[Rows from a data collection]
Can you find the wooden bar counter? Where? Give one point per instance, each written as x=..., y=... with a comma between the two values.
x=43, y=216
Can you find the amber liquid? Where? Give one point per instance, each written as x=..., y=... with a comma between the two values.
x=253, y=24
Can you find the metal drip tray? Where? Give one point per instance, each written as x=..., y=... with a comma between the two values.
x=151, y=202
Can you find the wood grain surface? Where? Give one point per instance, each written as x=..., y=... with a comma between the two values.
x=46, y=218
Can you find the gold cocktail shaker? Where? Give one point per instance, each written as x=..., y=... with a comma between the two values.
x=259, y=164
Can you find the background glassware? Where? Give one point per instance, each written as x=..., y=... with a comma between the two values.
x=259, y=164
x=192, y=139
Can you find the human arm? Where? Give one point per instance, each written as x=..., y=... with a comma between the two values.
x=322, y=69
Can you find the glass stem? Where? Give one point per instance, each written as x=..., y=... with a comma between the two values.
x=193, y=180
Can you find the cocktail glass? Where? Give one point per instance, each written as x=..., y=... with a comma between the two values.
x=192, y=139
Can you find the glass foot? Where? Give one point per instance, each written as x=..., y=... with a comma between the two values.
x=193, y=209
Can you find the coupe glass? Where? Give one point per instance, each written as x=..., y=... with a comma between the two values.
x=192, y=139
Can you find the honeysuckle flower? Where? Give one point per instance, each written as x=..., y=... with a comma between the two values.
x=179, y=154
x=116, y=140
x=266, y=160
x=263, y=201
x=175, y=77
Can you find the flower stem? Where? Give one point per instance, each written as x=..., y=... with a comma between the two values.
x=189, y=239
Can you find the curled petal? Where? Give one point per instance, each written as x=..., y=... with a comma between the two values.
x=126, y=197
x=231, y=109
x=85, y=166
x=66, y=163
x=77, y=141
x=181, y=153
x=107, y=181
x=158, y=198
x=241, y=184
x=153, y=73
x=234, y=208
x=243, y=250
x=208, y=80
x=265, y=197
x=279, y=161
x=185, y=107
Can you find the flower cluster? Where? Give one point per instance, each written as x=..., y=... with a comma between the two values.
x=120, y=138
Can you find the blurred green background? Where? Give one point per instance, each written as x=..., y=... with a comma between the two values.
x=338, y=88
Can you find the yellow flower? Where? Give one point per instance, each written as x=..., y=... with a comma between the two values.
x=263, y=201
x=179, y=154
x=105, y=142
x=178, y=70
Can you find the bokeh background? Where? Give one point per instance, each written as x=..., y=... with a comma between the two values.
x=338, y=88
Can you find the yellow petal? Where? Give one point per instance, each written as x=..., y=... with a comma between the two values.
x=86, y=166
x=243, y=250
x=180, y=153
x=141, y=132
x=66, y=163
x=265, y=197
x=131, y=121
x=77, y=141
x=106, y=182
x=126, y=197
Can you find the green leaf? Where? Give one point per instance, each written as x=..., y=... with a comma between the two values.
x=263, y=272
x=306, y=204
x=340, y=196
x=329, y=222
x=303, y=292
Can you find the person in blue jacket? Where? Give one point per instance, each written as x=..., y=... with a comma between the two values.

• [Set problem]
Copy out all the rows above again, changing every "instance" to "item" and leaving the rest as it is.

• [Output of the exercise]
Can you find the wooden bar counter? Where? Give one point per item, each written as x=..., y=... with a comma between the two values.
x=43, y=216
Can you find the amber liquid? Where? Give one point per item, each written as x=..., y=... with a comma between the two values.
x=253, y=24
Can you find the metal drip tray? Where? Give one point per item, each written as x=..., y=... with a comma between the two values.
x=151, y=202
Can you find the wood grain surface? Where? Give one point per item, each written as x=..., y=... with a comma between the two values.
x=46, y=218
Can you find the gold cocktail shaker? Where? Give one point per item, each written as x=..., y=... with a comma between the two values.
x=259, y=164
Can you find the background glassware? Where? Give one point per item, each written as x=..., y=... with a comma between the two values.
x=259, y=164
x=192, y=139
Can you find the human arm? Where? Give one point per item, each written as x=..., y=... with a comma between the two values.
x=322, y=69
Can you find the glass stem? Where? Give one point per item, each written as x=..., y=... with a comma between the two values.
x=193, y=180
Can you find the cocktail glass? Where? Give one point per item, each written as x=..., y=... with a comma between the two values.
x=192, y=139
Can you find the glass foot? Where? Give one point per item, each written as x=..., y=... with a comma between the two values.
x=193, y=209
Can you find the coupe glass? Where? Give one point per item, each written as x=..., y=... with a comma between the two values.
x=192, y=139
Can you find the honeysuckle flower? Where? Give one point per item, each written as x=..., y=... with a comma between the two values.
x=179, y=154
x=116, y=140
x=266, y=160
x=263, y=201
x=175, y=77
Can you find the flower stem? Where? Give one point per item, each written as x=..., y=... with a comma between the two values.
x=189, y=239
Can you find the curled petal? Where? Give one point per item, each written as x=..., y=... with a comma between the two values.
x=126, y=197
x=231, y=109
x=85, y=166
x=66, y=163
x=77, y=141
x=181, y=153
x=107, y=181
x=158, y=198
x=241, y=184
x=153, y=73
x=234, y=208
x=243, y=250
x=208, y=80
x=265, y=197
x=279, y=161
x=185, y=107
Can you find the flower cluster? Where? Give one point per item, each written as x=..., y=... with a comma between the two values.
x=120, y=138
Can you find the blurred green background? Where? Give one point per item, each written as x=..., y=... with a comma between the two values.
x=338, y=88
Can you find the yellow flower? Where? Give one point per item, each written as x=..., y=... with a comma between the two values.
x=263, y=201
x=179, y=154
x=105, y=142
x=178, y=70
Can you find the bokeh background? Where? Give one point per item, each written as x=..., y=... with a comma between the two values.
x=338, y=88
Can you find the yellow petal? Where? Give one point per item, each written as x=..., y=... with a comma between the two values.
x=86, y=166
x=243, y=250
x=180, y=153
x=141, y=132
x=66, y=163
x=265, y=197
x=131, y=121
x=77, y=141
x=106, y=182
x=126, y=197
Can you find the green leaf? Where? Give one point per item, each written as x=..., y=... with a comma between the two values.
x=263, y=272
x=306, y=204
x=340, y=196
x=329, y=222
x=303, y=292
Can you find the person in blue jacket? Where? Give one point per item, each written as x=..., y=... with a comma between the two values.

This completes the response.